Exhibition Road is a street in South Kensington, London which is home to several major museums and academic establishments, including the Victoria and Albert Museum, the Science Museum and the Natural History Museum.

Overview 
The road gets its name from The Great Exhibition of 1851 which was held just inside Hyde Park at the northern end of the road. After the central road in the area, Queen's Gate, it is the second thoroughfare in what was once Albertopolis.

It provides access to many nationally significant institutions, including:
 Victoria and Albert Museum
 Science Museum
 Natural History Museum (which incorporates the former Geological Museum)
 Royal Geographical Society, at the north end in Kensington Gore
 Polish Institute and Sikorski Museum, at the north end in Princes Gate
 Imperial College London (directly and via Imperial College Road) 
 Pepperdine University Abroad
 Jagiellonian University London Study Centre in the Polish Hearth Club 
 London Goethe Institute 
 The Hyde Park Chapel of the Church of Jesus Christ of Latter-day Saints

Shared space 
A design competition for plans of how to improve the street's design to reflect its cultural importance was held in 2003 by the Royal Borough of Kensington and Chelsea. The competition was won by the architectural firm Dixon Jones for a shared space scheme for the road and surrounding streets which would give pedestrians greater priority whilst still allow some vehicular traffic at a reduced speed.

[Provided records]

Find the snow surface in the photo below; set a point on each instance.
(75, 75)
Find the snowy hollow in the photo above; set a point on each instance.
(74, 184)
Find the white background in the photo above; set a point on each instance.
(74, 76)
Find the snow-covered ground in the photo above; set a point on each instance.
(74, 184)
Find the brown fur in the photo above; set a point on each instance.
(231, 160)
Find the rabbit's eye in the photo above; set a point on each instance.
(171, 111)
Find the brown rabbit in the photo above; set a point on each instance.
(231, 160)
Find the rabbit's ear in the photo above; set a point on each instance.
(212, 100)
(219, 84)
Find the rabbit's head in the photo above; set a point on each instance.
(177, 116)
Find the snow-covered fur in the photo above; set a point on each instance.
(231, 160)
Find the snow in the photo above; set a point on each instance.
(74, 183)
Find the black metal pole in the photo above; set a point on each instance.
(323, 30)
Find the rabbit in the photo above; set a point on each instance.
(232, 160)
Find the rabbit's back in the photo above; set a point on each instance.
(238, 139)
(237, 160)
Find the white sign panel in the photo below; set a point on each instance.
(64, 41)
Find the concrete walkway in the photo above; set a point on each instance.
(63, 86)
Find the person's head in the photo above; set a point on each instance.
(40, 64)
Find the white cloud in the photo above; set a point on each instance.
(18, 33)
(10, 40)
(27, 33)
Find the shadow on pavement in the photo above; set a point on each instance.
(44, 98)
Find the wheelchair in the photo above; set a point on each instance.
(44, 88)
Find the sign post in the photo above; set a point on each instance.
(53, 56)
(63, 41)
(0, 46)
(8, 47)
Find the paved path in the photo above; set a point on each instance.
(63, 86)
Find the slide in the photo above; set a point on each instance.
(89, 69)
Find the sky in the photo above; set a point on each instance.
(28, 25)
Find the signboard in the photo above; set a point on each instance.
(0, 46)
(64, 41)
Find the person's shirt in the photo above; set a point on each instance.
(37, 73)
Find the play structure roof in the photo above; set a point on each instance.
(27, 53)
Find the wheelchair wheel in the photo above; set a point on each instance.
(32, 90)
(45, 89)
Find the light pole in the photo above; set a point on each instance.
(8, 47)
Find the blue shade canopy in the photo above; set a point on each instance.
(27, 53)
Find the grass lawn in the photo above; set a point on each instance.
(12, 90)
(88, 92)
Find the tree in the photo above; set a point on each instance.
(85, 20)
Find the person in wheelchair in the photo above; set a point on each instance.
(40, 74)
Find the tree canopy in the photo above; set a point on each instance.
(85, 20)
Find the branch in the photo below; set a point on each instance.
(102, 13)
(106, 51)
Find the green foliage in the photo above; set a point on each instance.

[Directives]
a – According to the text on Exhibition Road, what event gives the road its name?
b – Express the records as a Markdown table with the columns No. and Line, covering the line that contains "Find the play" and every line after it through the end of the records. Number each row and leave out blank lines.

[Task-by-task outputs]
a – The Great Exhibition of 1851.

b –
| No. | Line |
|---|---|
| 1 | Find the play structure roof in the photo above; set a point on each instance. |
| 2 | (27, 53) |
| 3 | Find the wheelchair wheel in the photo above; set a point on each instance. |
| 4 | (32, 90) |
| 5 | (45, 89) |
| 6 | Find the light pole in the photo above; set a point on each instance. |
| 7 | (8, 47) |
| 8 | Find the blue shade canopy in the photo above; set a point on each instance. |
| 9 | (27, 53) |
| 10 | Find the grass lawn in the photo above; set a point on each instance. |
| 11 | (12, 90) |
| 12 | (88, 92) |
| 13 | Find the tree in the photo above; set a point on each instance. |
| 14 | (85, 20) |
| 15 | Find the person in wheelchair in the photo above; set a point on each instance. |
| 16 | (40, 74) |
| 17 | Find the tree canopy in the photo above; set a point on each instance. |
| 18 | (85, 20) |
| 19 | Find the branch in the photo below; set a point on each instance. |
| 20 | (102, 13) |
| 21 | (106, 51) |
| 22 | Find the green foliage in the photo above; set a point on each instance. |